| Coordinate annotation records |

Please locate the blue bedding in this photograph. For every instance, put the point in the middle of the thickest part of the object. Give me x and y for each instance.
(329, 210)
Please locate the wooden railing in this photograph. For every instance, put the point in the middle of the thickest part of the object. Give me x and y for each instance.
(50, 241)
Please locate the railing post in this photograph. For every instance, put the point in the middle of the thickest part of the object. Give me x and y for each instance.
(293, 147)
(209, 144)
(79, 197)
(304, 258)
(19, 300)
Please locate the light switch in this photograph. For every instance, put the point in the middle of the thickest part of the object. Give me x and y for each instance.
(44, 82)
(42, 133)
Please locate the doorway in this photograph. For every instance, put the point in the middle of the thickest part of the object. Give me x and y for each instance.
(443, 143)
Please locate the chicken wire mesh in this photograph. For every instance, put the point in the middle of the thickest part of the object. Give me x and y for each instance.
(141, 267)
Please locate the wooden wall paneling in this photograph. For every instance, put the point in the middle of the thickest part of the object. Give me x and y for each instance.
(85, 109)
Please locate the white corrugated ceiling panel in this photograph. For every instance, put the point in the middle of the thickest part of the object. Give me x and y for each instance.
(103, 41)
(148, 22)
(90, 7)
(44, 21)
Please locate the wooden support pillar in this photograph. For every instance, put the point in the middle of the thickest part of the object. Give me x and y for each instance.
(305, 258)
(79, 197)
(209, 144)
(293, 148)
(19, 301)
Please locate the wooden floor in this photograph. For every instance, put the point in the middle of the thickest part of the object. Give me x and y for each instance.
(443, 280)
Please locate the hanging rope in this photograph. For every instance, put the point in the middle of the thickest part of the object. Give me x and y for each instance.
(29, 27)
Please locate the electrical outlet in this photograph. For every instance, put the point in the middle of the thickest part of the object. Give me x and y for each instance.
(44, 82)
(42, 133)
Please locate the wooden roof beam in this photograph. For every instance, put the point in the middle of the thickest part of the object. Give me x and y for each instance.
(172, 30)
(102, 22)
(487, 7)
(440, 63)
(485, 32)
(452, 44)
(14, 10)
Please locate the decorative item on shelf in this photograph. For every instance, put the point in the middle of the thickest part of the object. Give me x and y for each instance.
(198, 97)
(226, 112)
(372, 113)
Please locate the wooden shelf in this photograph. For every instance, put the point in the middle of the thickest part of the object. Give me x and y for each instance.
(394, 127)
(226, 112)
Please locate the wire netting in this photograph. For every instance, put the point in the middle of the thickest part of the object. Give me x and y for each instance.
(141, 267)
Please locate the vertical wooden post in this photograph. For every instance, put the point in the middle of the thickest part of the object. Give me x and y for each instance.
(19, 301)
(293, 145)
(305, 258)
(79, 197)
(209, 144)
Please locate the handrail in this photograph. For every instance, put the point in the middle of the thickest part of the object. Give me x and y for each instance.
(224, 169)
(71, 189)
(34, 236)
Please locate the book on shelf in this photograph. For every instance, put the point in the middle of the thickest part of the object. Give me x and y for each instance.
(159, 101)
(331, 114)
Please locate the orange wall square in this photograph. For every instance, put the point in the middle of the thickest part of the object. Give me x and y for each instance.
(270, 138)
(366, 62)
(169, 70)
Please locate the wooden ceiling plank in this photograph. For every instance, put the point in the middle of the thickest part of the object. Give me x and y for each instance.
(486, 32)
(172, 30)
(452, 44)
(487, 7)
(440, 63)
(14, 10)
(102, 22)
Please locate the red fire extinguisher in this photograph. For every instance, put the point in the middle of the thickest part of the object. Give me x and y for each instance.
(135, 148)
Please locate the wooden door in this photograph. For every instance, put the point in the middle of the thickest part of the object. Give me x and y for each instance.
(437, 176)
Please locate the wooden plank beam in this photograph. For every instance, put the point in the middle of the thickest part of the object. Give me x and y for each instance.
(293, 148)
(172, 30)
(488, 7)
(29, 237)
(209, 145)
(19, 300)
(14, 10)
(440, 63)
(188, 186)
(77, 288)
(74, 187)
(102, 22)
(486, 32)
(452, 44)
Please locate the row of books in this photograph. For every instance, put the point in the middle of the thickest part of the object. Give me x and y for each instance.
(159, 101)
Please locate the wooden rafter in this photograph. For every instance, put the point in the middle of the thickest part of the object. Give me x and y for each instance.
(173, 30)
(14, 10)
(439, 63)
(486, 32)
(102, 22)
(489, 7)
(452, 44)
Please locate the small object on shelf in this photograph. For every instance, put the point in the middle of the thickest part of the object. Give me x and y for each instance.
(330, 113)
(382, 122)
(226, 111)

| REQUIREMENT |
All of the lines above need to be given again exactly.

| TASK SOLUTION |
Please locate the blue bedding in this photograph. For every instance, put the point in the middle of the thickest part of the object. Give me x and y for each instance.
(329, 210)
Please locate the wooden railing in this photograph. For every instance, put the point in the middle of the thickest part of the object. Give me x and y for each instance.
(50, 241)
Please locate the railing post in this photograph. For every instance, put the point in the middle of the thickest part of the object. Give me x and y for each instance.
(293, 147)
(209, 144)
(79, 197)
(304, 258)
(19, 300)
Please locate the light switch in this photograph. For every instance, put the point in the middle of the thickest part of the object. Give me x and y for each instance.
(44, 82)
(42, 133)
Please locate the doorway in this photograph. For every instance, put the point in the middle of the thickest part of the object. Give me x and y for each instance.
(443, 143)
Please locate the chicken wire mesh in this photograph. For every instance, put the point in the middle of the thickest part of the object. Give me x and y for each instance.
(141, 267)
Please locate the wooden wall paneling in this photograph. For every instance, put the point in the middle of the thickest part of the object. Give me x and y for each instance.
(85, 109)
Please locate the white corrugated ceiling panel in this photograph. For every instance, put the point in the middle of the thickest part of the object. Give me x and y for each instance.
(103, 41)
(148, 22)
(90, 7)
(44, 21)
Please locate the wooden support pillar in this photograph. For every instance, put the point in the middle of the thickest part of the object. Give me x and y for each instance.
(305, 258)
(79, 197)
(209, 144)
(293, 148)
(19, 301)
Please locate the wooden floor in this photograph. For every instance, put the point in the middle of the thickest part of the object. Give me x and y for each instance.
(443, 280)
Please locate the hanging rope in this photograph. For every instance, put the point in the middle of the thickest part of the object. Give me x and y for each instance.
(29, 27)
Please locate the electrical outlet in this photograph. For every instance, put the point in the middle of the thickest part of the object. Give me x and y for each instance.
(44, 82)
(42, 133)
Please locate the wooden roof beam in this photograph. For every instance, put the point in the middle of the thickest part of the object. Give me x and y for each instance.
(172, 30)
(102, 22)
(487, 7)
(440, 63)
(485, 32)
(452, 44)
(14, 10)
Please locate the decorative item on shelf in this photograph. For every instance, put the point in the middle of the thickest part of the object. Give me x and y for each instance.
(198, 97)
(226, 112)
(372, 113)
Please locate the wooden shelf in this photograph. For every instance, put the point in the middle of the thickest part of the object. Give me x and y for each instance.
(394, 127)
(226, 112)
Please locate the wire netting in this photograph. For every instance, put the point in the middle of the thickest part of the object. Give me x and y for each instance.
(141, 267)
Please locate the vertical wooden post in this photograph. For every instance, put the point in the middle of the thickest part of the object. Give me x and y for each instance.
(19, 301)
(293, 145)
(305, 258)
(79, 197)
(209, 144)
Please locate the handrail in this photograph. For every instance, put the point in the middle of the thickest part of the object. Give me x and y for each instance.
(224, 169)
(71, 189)
(34, 236)
Please locate the book on shelf in this photograph. For every instance, put the point in the middle of the thickest part of the object. Give me x and y for each instance.
(159, 101)
(331, 114)
Please locate the orange wall square in this photograph. For every instance, put the point in the middle of the thickest part of the object. Give me x and y for each instance.
(270, 138)
(366, 62)
(169, 70)
Please locate the wooden ceiling plank in this photograph. For every instance, put the point in the middle of the thickest part of the object. Give me x and y for each instance.
(486, 32)
(172, 30)
(452, 44)
(487, 7)
(440, 63)
(14, 10)
(102, 22)
Please locate the red fire extinguisher in this photograph. For every instance, put the point in the middle of the thickest part of the object. Give me x and y for each instance.
(135, 148)
Please locate the wooden door in this photograph. For every instance, put the point in the middle of the thickest part of the object. Give me x and y for each instance.
(437, 176)
Please locate the wooden plank beam in this photograph. For every instance, put the point in the middle of the thickest part of the object. Give me x and y for each instance.
(293, 148)
(172, 30)
(488, 7)
(29, 237)
(209, 145)
(19, 300)
(14, 10)
(440, 63)
(188, 186)
(77, 288)
(74, 187)
(102, 22)
(486, 32)
(452, 44)
Please locate the row of books in this photograph. For every instance, put the point in the middle of the thickest part of the object. Give me x and y for each instance.
(159, 101)
Please locate the wooden rafter in this photograph. For every instance, put the point in the middle of the thickest part of the object. Give me x and y for each instance.
(173, 30)
(14, 10)
(439, 63)
(486, 32)
(102, 22)
(489, 7)
(452, 44)
Please locate the small object on shelf in this photograph. For every instance, put the point in the middle of the thickest part of the object. Give me x and y for each instance.
(330, 113)
(382, 122)
(226, 111)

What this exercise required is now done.